- Exercise goal
Please copy, word for word, the part of the recovery note below starting at "I sing guided" and ending at "lived or died.".

- Selected passage
|---|

Here is a note from a recovering eating disorder and depression survivor, who needed a hospitalization to get her through some very bad times.  Here she writes about the healing power of conscious breathing, something she learned from her therapist at the Menninger Clinic and from listening to recordings.  As you’ll see, she writes very lyrically:  

I sing guided imagery's praises at nearly every opportunity that presents itself.  To say that guided imagery has helped lead the way out of a dusty barren landscape would not be hyperbole.  Your audios were first introduced to me by Dr. Meredith Titus during a stay at Menninger Clinic in Topeka, Kansas.  I was there because I needed help finding my way out of the grasp of an eating disorder and severe depression.  I truly did not care if I lived or died.

|---|

- Recorded data
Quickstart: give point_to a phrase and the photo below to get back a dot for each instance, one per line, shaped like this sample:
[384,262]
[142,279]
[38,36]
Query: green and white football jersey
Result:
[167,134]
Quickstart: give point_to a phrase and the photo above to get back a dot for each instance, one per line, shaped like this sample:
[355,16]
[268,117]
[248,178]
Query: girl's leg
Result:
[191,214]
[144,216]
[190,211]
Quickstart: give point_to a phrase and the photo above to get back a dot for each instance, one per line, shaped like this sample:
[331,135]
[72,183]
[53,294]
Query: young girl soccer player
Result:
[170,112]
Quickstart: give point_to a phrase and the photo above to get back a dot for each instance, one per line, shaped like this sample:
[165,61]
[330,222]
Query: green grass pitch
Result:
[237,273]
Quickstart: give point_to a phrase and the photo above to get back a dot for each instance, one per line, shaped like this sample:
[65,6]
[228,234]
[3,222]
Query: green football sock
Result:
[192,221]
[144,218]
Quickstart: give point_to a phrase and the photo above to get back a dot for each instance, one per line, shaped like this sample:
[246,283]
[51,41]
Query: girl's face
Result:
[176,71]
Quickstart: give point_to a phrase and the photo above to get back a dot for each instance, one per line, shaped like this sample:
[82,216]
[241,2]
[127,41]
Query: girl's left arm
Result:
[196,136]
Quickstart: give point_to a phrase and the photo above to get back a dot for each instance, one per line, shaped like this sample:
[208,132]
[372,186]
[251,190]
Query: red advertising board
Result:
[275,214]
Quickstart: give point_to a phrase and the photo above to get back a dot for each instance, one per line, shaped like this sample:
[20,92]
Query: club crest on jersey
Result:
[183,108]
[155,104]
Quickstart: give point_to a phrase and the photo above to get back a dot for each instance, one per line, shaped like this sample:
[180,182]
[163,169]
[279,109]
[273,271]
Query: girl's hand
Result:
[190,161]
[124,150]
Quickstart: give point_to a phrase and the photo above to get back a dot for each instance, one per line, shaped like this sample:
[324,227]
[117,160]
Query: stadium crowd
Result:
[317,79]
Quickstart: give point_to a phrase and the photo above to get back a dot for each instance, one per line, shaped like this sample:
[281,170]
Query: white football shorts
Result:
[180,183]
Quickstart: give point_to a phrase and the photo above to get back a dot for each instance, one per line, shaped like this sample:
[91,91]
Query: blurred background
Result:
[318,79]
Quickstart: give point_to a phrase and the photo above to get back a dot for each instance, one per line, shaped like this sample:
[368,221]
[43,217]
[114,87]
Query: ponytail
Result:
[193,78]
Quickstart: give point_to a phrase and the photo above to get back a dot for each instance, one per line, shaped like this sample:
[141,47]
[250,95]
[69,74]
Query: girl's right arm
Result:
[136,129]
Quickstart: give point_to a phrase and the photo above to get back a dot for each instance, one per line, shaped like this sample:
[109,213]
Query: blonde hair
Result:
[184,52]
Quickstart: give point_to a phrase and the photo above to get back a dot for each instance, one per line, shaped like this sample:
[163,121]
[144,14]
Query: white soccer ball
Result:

|---|

- Task result
I sing guided imagery's praises at nearly every opportunity that presents itself.  To say that guided imagery has helped lead the way out of a dusty barren landscape would not be hyperbole.  Your audios were first introduced to me by Dr. Meredith Titus during a stay at Menninger Clinic in Topeka, Kansas.  I was there because I needed help finding my way out of the grasp of an eating disorder and severe depression.  I truly did not care if I lived or died.